▶ [Requirement]
Quote the comment on long-term care insurance word for word, from "The biggest problem" to "fixed lifetime cap.".

Quoted passage Start Marker

I investigated options and decided not to get it.
The biggest problem with LTC insurance is that it does not insure you against the very thing that you are hoping to be insured for: an extended nursing home stay (say 5 years or more) at $150K or more per year. The way these work is that you're on the hook for the first 90 days, then they cover either 2 or 3 years of SOME expenses after that, with generally a fixed lifetime cap.
The limitations on the expenses they'll cover, of course, means that when push comes to shove, you'll be fighting the insurance company to get those benefits - at a time in your life when you'll have great difficulty in doing so - and I'm sure the insurance companies are well aware of this. Meanwhile, if you save the insurance payment and invest it, chances are you'll have that money in your stash to spend when the time comes, with no hassle or possibility of being denied.

Quoted passage End Marker
The data Start Marker

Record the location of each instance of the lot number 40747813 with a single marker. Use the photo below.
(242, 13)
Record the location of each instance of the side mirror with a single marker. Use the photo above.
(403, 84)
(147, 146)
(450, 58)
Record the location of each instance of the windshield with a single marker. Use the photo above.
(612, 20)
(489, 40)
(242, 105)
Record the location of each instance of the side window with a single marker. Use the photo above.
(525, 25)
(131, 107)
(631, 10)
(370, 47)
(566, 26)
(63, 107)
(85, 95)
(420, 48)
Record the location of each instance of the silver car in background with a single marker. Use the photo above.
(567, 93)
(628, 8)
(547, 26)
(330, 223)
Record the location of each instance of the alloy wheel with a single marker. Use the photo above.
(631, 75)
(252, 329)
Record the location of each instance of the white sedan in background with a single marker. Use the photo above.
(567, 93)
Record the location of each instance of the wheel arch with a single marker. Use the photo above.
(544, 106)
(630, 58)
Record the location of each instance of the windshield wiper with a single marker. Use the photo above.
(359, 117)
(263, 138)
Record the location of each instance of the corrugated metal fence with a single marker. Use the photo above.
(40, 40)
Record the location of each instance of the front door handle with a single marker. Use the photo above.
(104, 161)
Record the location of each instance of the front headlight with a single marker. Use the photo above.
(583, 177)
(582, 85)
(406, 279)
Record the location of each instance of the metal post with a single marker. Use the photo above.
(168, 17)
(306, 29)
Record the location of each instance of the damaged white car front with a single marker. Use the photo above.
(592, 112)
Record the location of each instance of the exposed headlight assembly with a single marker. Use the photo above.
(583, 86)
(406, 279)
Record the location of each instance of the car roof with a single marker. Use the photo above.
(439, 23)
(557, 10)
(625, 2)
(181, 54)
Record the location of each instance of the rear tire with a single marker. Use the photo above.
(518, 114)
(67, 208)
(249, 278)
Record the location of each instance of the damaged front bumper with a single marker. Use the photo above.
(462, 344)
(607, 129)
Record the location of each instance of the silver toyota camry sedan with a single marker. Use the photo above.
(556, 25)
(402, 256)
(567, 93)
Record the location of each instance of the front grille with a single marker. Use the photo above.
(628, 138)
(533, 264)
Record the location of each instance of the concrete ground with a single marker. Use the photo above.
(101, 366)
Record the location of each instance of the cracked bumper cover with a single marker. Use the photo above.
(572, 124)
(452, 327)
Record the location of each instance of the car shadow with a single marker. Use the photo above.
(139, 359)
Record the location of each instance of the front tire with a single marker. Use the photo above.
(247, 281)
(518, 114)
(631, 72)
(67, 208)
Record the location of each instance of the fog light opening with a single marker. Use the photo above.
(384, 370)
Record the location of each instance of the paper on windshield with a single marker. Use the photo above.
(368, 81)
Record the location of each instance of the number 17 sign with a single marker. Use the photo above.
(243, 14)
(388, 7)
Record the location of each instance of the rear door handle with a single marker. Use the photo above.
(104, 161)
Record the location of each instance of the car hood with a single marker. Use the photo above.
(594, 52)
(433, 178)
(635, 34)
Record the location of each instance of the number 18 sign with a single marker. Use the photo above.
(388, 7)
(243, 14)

The data End Marker

▶ [Exercise answer]
The biggest problem with LTC insurance is that it does not insure you against the very thing that you are hoping to be insured for: an extended nursing home stay (say 5 years or more) at $150K or more per year. The way these work is that you're on the hook for the first 90 days, then they cover either 2 or 3 years of SOME expenses after that, with generally a fixed lifetime cap.